§ What you are asked to do
Exactly as written, transcribe the lines that run from the one containing "Find the racket strings" to the end of the records below.

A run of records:
********************
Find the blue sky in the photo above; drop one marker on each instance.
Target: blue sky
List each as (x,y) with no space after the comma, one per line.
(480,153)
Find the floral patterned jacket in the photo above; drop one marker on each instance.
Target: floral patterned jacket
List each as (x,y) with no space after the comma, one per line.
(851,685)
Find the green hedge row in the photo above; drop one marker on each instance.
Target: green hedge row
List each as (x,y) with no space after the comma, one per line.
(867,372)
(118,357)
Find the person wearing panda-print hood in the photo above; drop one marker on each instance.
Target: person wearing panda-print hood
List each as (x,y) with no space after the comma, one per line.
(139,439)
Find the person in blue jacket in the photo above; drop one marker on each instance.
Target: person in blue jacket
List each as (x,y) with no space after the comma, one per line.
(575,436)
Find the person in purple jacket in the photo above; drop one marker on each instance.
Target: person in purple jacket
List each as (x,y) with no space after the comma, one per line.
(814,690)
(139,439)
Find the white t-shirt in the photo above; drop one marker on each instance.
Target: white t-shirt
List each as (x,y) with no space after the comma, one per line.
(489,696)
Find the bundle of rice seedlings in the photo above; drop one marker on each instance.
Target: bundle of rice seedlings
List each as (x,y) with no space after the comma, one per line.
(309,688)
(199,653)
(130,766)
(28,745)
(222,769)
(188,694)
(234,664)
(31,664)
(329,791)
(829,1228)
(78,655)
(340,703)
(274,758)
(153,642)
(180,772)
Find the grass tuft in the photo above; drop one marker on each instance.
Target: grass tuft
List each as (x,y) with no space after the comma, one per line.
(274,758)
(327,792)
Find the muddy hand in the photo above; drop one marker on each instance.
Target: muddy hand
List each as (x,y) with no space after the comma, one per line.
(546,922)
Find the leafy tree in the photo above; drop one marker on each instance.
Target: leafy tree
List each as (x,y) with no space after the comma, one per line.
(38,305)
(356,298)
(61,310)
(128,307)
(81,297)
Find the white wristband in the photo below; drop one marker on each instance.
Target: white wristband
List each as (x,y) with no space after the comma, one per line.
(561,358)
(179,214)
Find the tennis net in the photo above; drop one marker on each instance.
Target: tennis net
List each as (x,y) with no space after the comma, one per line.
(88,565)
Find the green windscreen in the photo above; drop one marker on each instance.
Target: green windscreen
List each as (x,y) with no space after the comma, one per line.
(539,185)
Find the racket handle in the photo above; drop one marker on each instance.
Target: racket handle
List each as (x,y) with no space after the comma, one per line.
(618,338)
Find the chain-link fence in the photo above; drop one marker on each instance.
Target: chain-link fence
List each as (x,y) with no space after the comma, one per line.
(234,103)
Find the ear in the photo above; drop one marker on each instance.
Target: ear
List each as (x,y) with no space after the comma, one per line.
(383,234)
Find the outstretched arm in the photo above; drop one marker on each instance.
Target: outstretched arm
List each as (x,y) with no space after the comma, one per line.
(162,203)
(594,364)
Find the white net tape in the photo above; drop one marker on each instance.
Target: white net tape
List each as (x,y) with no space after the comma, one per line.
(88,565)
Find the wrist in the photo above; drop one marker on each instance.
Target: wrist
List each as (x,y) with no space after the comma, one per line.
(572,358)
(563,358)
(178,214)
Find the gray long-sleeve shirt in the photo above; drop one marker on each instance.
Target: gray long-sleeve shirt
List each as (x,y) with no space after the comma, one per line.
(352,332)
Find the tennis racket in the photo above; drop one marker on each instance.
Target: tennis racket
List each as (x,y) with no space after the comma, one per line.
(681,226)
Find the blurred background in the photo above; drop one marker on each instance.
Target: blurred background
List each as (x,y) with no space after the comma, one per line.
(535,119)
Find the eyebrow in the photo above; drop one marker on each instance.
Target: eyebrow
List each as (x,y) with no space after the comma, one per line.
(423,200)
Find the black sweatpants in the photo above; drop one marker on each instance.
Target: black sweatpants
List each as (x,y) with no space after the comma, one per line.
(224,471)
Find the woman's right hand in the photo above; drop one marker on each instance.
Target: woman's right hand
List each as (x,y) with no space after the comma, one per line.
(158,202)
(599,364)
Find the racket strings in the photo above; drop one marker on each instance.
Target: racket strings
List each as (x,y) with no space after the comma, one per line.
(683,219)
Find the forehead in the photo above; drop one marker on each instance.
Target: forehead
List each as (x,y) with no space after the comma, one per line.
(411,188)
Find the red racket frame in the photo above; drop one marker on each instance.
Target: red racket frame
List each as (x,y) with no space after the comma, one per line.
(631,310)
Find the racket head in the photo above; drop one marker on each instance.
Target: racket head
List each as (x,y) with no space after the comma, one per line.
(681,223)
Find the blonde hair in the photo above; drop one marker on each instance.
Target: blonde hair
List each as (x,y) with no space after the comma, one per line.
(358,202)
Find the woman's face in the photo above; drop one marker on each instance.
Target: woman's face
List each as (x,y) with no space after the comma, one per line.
********************
§ Answer in full
Find the racket strings in the photo above; drop one marker on each instance.
Target: racket strings
List each as (x,y) with no space after the comma, one per line.
(683,219)
Find the forehead in the photo above; drop one marker on each instance.
Target: forehead
List each as (x,y) with no space after the comma, one per line.
(411,188)
Find the red racket frame in the photo above; drop one marker on each instance.
Target: red racket frame
List each as (x,y) with no space after the comma, one per line.
(631,310)
Find the racket head in the photo above; drop one marker on each instance.
Target: racket head
List each as (x,y) with no space after the comma, one per line.
(681,223)
Find the blonde hair in the photo above; drop one marker on each instance.
Target: blonde hair
List each as (x,y) with no space after the comma, one per line.
(358,202)
Find the woman's face in the photo above; drop one marker on each instance.
Target: woman's face
List each as (x,y) with no space after the comma, one per line.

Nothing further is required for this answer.